Start of Dataset records
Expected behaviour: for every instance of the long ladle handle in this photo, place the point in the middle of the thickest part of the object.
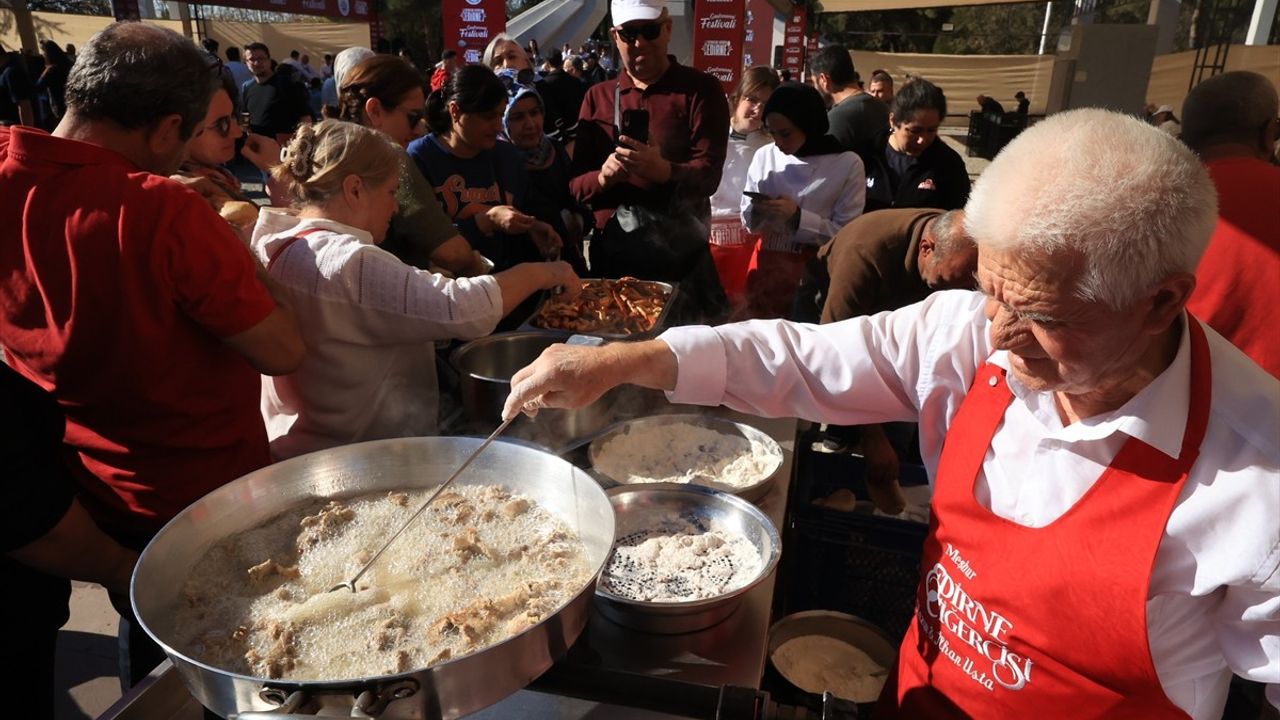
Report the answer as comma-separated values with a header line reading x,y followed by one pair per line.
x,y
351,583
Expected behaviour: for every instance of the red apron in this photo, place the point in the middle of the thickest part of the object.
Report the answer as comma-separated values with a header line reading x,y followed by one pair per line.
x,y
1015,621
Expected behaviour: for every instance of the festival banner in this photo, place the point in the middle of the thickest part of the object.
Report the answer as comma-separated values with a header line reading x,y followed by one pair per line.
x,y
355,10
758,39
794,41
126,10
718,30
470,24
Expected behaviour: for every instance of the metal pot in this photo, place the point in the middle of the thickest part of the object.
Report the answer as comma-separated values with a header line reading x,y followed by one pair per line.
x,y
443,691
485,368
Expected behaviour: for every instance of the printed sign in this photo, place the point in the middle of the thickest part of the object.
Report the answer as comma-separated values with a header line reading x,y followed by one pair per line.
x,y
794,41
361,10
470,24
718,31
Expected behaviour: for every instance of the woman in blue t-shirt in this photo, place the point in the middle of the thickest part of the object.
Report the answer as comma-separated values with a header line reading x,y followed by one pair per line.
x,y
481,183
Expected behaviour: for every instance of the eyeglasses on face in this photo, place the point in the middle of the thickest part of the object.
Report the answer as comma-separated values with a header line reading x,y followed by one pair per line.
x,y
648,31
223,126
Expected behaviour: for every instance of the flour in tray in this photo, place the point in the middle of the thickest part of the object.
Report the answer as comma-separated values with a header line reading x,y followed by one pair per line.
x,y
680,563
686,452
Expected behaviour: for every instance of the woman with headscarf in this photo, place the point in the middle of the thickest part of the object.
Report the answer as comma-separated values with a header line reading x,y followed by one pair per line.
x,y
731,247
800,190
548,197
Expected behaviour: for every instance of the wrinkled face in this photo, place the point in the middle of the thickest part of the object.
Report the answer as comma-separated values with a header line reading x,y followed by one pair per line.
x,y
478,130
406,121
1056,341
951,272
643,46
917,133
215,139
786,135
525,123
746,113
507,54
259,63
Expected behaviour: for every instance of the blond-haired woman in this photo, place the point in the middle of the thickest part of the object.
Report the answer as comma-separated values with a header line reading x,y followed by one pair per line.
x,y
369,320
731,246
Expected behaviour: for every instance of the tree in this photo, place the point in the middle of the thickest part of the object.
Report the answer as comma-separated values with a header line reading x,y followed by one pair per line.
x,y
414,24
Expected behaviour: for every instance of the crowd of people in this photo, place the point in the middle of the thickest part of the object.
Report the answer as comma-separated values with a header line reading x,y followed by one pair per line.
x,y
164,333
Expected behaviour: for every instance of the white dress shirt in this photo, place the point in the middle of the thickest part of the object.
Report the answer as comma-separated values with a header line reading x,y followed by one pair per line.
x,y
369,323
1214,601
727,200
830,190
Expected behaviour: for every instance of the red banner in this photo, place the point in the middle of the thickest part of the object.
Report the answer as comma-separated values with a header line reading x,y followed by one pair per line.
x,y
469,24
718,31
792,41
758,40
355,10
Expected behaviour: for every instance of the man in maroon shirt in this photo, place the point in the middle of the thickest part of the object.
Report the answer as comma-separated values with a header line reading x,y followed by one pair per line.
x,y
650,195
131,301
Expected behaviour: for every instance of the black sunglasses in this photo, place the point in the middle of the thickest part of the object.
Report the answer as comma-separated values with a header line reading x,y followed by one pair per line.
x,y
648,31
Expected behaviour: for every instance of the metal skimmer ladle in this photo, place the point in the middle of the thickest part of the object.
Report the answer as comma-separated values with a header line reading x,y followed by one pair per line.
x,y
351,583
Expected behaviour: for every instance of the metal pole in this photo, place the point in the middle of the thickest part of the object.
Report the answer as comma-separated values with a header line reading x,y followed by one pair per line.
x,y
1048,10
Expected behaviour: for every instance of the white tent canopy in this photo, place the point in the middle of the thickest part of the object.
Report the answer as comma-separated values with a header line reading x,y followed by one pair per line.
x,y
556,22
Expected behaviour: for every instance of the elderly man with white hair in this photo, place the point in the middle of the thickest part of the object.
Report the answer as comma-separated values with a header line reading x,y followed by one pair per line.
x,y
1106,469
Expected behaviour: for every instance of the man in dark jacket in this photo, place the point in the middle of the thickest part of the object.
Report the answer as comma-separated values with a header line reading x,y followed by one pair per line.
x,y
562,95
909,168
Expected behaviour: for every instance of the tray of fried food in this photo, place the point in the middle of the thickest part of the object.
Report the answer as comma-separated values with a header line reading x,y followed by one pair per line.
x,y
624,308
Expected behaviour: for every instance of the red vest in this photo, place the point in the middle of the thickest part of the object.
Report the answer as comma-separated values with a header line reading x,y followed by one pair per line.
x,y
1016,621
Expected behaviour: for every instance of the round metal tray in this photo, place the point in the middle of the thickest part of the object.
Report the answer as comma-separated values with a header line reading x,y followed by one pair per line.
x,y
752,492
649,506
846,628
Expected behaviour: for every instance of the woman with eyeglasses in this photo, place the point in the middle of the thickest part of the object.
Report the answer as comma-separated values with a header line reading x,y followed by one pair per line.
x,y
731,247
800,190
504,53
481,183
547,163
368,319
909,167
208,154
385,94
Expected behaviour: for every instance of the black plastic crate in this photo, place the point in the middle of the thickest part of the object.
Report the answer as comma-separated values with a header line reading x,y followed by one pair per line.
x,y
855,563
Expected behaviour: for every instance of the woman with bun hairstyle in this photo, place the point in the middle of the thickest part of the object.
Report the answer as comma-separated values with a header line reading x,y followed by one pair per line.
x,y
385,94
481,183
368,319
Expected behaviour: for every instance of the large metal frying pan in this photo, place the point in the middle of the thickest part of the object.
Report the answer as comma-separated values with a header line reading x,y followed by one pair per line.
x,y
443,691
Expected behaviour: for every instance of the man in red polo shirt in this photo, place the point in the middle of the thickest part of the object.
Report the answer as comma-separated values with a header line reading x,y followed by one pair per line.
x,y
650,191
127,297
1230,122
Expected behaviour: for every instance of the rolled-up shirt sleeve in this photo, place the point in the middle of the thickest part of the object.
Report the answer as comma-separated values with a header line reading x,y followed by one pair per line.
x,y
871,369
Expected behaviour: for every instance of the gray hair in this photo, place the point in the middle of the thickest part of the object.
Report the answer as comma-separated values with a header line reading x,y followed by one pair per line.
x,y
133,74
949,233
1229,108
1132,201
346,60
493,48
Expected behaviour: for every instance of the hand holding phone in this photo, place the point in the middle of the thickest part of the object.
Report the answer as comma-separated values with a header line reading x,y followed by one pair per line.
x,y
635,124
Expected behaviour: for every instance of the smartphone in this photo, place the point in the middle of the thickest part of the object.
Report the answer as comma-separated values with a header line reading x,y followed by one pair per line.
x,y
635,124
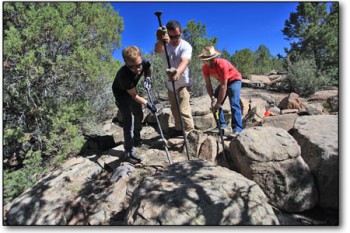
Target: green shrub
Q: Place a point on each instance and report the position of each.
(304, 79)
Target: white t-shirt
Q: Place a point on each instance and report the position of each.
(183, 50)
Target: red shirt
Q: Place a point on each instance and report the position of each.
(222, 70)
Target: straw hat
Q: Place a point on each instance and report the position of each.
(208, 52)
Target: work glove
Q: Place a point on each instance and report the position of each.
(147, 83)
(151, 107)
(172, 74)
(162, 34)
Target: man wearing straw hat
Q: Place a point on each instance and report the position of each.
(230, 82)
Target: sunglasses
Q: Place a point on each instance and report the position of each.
End of Dataset records
**Task item:**
Reproduce the data exactly, please, and omit its pictures.

**Solution to the exercise:**
Expected behaviour: for every instance of the long ladle handle in this photo, place the point in the middle of the thickest part of the object.
Report the answer as comma-separated values with a header line reading x,y followed by one pair per line.
x,y
351,583
Expected behaviour: for every instance of the red apron in this photo, place the point in the middle of the thickest part of the object.
Report the answer as comma-separated values with a header line reading x,y followed by one pair per line.
x,y
1015,621
Expected behaviour: for every instance of the festival banner in this photo, place the point in the middle of the thickest part of the object.
Report the answer as comma-separated values with a header line reading x,y followed by one pair per line.
x,y
355,10
758,39
794,41
126,10
718,30
470,24
Expected behaviour: for every instance of the metal pot in this photo, place the point in the middle of the thickest part of the object.
Report the answer as comma-separated values with a header line reading x,y followed by one pair per line.
x,y
443,691
485,368
Expected behaviour: for every instance of the printed sign in this photo, place the point in the middle of the thickest part of the object.
Report the answer as comma-separated values with a header line reading x,y followed by one pair per line.
x,y
794,41
361,10
470,24
718,31
Expected behaviour: for every instance of the woman in blue t-shirt in this photo, place the point in the middle of the thickest part of the object.
Report the answer as comma-separated values with a header line reading x,y followed by one pair per line.
x,y
481,183
Expected behaviour: for every instance of the eyeglasses on face in this photo, place the point in the middle of the thickest part of the object.
Report the answer as comma-separated values with a header line reading x,y followed by one pair per line.
x,y
648,31
223,126
Expected behaviour: for every instance of the flour in tray in this photo, place the point in the middle of the thickest part of the object.
Report the answer as comma-separated values with a header line reading x,y followed by one pair per line.
x,y
680,563
686,452
Expected behaviour: for every instance of the woman with headscarf in this photo, place the point in the middle of the thickest part of the object.
Report the answer as comma-separated values with a header line reading x,y followed by one pair per line.
x,y
731,247
800,190
548,197
Expected behaviour: for every instance of the wrinkled face in this photo, place the point in the middle of the thickest part of the object.
Report the answer as comma-separated values with a header line reading x,y followed by one pair per line.
x,y
478,130
406,121
1056,341
951,272
643,46
917,133
215,139
786,135
525,123
746,113
507,54
259,63
Expected behaviour: for every instance of the blond-haired woman in this photo, place the point in the middle of the thickest part of the object.
Report the answer as comma-separated values with a header line reading x,y followed by one pair per line.
x,y
369,320
731,246
Expected behaviour: for every instance of the tree in this photo, place the point in the middle of the thickest part of the object.
Report the answer as comma-separated values with a header line reading x,y followed by one pair per line.
x,y
414,24
Expected behaviour: for every instance of the crowd of people in this photo, place the point in the middle of the thickest part of the object.
Report the answer as comma-separated values with a header line reading x,y followed by one pair per line.
x,y
164,333
Expected behaviour: for every instance of the white dress shirt in this photo, place the point in the middle of the thickest part of the object.
Report the answer as comma-separated values with a header line reading x,y followed by one pair per line.
x,y
369,323
1214,601
727,200
830,190
Expected behaviour: for every instance of the red banner in this photo, place the point in the middle of the thickest part of the object.
Report the answer as comma-separated values with a header line reading x,y followed by one pair per line.
x,y
469,24
718,31
792,41
758,40
355,10
Expected behaviour: for every instance of the man in maroon shirt in this photo, place the point in the middle of the thickest part of the object.
Report the answer as comma-separated values with a header line reading x,y followed by one pair per line.
x,y
650,195
131,301
Expected behaviour: for every instance of the black sunglasses in this photo, place the point in the middle of the thickest part of the object.
Report the answer as comma-separated values with a header line reading x,y followed by one pair per line.
x,y
648,31
Expected behaviour: for every instance of the metal skimmer ladle in this photo, place the point in the middle of the thickest part of the object.
Report the answer as comma-separated values with a header line reading x,y followed by one pair per line.
x,y
351,583
Expected behaviour: for every instance of the metal pole in this photo, place the point in the middle of the thickest part of the object.
Report the answer as comma-separated values with a header line reading x,y followed by one pair per line.
x,y
1048,10
Expected behaviour: for every instance of the white tent canopy in this photo, place the point in the middle of the thickest part of the object.
Report the answer as comma-separated values with a header line reading x,y followed by one pair per line.
x,y
556,22
Expected behaviour: for every instance of the elderly man with white hair in this photo, place the point in the middle of the thickest part of the object.
Report the answer as comma-separated values with a header line reading x,y followed by one pair per line.
x,y
1106,469
Expected behaviour: for every instance of the man in dark jacket in this photo, place the point in the middle of the thickest part of the object.
Report the answer as comma-separated values with a header line reading x,y followed by one pair per line.
x,y
562,95
909,168
Expected behaviour: for every instance of the tray of fried food in this photo, place the point in the middle of the thickest part of the object.
Report the answer as comma-separated values with a header line reading x,y followed by one pair per line.
x,y
624,308
Expected behaviour: for every instance of the red vest in this photo, place the point in the middle of the thickest part of the object.
Report the answer as comma-separated values with a header line reading x,y followed by one pair per line.
x,y
1016,621
Expected behaviour: for every instance of the round metal tray in this photo, place the point in the middle of the thickest part of the object.
Report the answer as comma-separated values with a header line reading x,y followed by one pair per line.
x,y
752,492
649,506
846,628
Expected behaviour: for every instance of the woman with eyeglasses in this photo, place the point in the middle of the thickest part of the object.
Report the answer as comma-separated values with a header line reading x,y followed by one pair per line.
x,y
731,247
800,190
504,53
481,183
547,163
368,319
909,167
208,154
385,94
Expected behaviour: for every instance of the black plastic crate in this photo, place the point in the middle of the thickest part of the object.
Report the answer as comma-separated values with a header line reading x,y followed by one pair per line.
x,y
855,563
Expected behaviour: for every instance of the woman with bun hairstyle in this photo, place the point in the middle of the thickest part of the object.
Report the answer as comma-separated values with a header line reading x,y followed by one pair per line.
x,y
385,94
481,183
368,319
Expected behaviour: for every instance of the large metal frying pan in this photo, place the point in the middle of the thickest part of the object.
Report the answer as comma-separated values with a header line reading x,y followed by one pair per line.
x,y
443,691
Expected behaviour: for every instance of the man in red polo shirt in this photo, place the point in the middle of the thickest part of the object.
Report the answer as comma-separated values with a header line reading x,y followed by one pair per line.
x,y
650,191
127,297
1230,122
Expected behaviour: for every instance of the rolled-up shirt sleeve in this photo, place the point in the middle of the thickest part of the object.
Report the answer as comma-separated values with a header line reading x,y followed by one pair per line.
x,y
871,369
Expected behaviour: for every instance of the gray hair in this photo, place the point in the middle of the thickest part of the object.
Report the answer as comma-separated values with a header line reading x,y followed by one pair per line.
x,y
133,74
949,233
1229,108
1132,201
346,60
493,48
Expected behaviour: for every instance of the hand holding phone in this photo, place the point in the middle of the thickest part of the object.
Report the answer as comma-separated values with a header line reading x,y followed by one pair per line.
x,y
635,124
Expected behaviour: for every instance of the smartphone in this photo, place the point in the middle of the thickest part of the object.
Report the answer as comma-separated values with a header line reading x,y followed by one pair per line.
x,y
635,124
Target: green shrub
Q: Place a point on each instance and report the position of each.
(304, 79)
Target: white t-shirt
Q: Place a point on each instance and report the position of each.
(183, 50)
Target: red shirt
Q: Place a point on each instance and report the position of each.
(222, 70)
Target: straw hat
Q: Place a point on each instance and report the position of each.
(208, 52)
Target: work glove
Q: Place a point on each instance and report the position of each.
(147, 83)
(151, 107)
(172, 74)
(162, 34)
Target: man wearing straw hat
Q: Place a point on each instance and report the position of each.
(230, 82)
Target: sunglasses
Q: Place a point on each instance and report the position of each.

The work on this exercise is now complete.